→ Quoted passage

------------------------------------------------------------------------

A clean village exists because an ‘unclean’ caste is forced to absorb the ‘filth’ of the village.

What is SBA?

  • Swachh Bharat Abhiyan (SBA) was a nationwide initiative to clean public spaces.
  • It aimed at inspiring the public to voluntarily clean public spaces as a service to the nation.
  • The government is resolved to accomplish the vision of a clean India by 2019.
  • The campaign initially highlighted images of celebrities “voluntarily” sweeping the streets.
  • Concurrently, municipalities began to employ more contractual labourers.

What are the concerns?

  • Deaths - The campaign hardly addresses a reworking of the underground sewerage system.
  • Many labourers have died recently while cleaning jammed manholes that open into the sewerage system.
  • The disturbing fact is that these deaths have a caste pattern.
  • In 2017, over 300 cases of such deaths were reported mostly from particular caste groups.
  • Role - The campaign burdens the contractual labourer with an ‘exclusive’ right to cleaning public spaces.
  • But it makes it a voluntary act for the ‘public’ to not defecate, urinate or litter in random spaces.
  • There is a lack of punitive measures to urge public to follow healthy practices.
  • Attitude - In India, waste carries the stigma that is attached to pollution and caste.
  • It is thus carried on to the process of removal (‘scavenging’) and the occupation (‘scavenger’).
  • The waste remover in India is not a professional, like in the West.
  • Collection - In the past, municipalities erected bins in common places for the shops and households to dispose of waste.
  • Under SBA, these bins were the first to be removed, as it offered door-to-door collection.

------------------------------------------------------------------------

→ Given data
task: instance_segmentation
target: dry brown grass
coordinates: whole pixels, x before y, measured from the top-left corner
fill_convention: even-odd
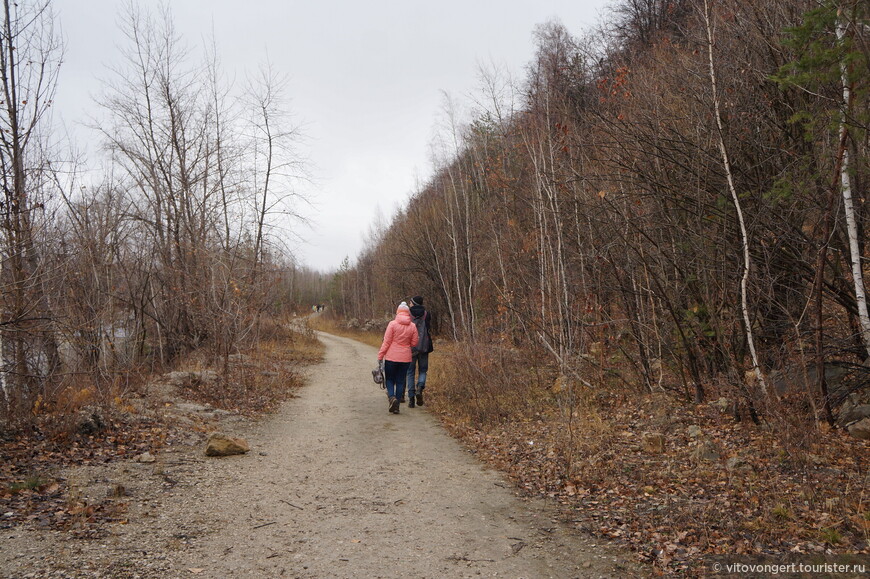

------------------------------------------------------------------------

→ Exercise tasks
1: Using the text on Swachh Bharat Abhiyan, answer these:
(a) By what year is the government resolved to accomplish the vision of a clean India?
(b) How many cases of deaths while cleaning jammed manholes were reported in 2017?
(c) What collection method did SBA offer when the municipal bins were removed?
2: Transcribe everything in the text on Swachh Bharat Abhiyan from "What is SBA?" down to "India by 2019.".

→ Answers
1:
(a) 2019
(b) Over 300
(c) Door-to-door collection

2:
What is SBA?

  • Swachh Bharat Abhiyan (SBA) was a nationwide initiative to clean public spaces.
  • It aimed at inspiring the public to voluntarily clean public spaces as a service to the nation.
  • The government is resolved to accomplish the vision of a clean India by 2019.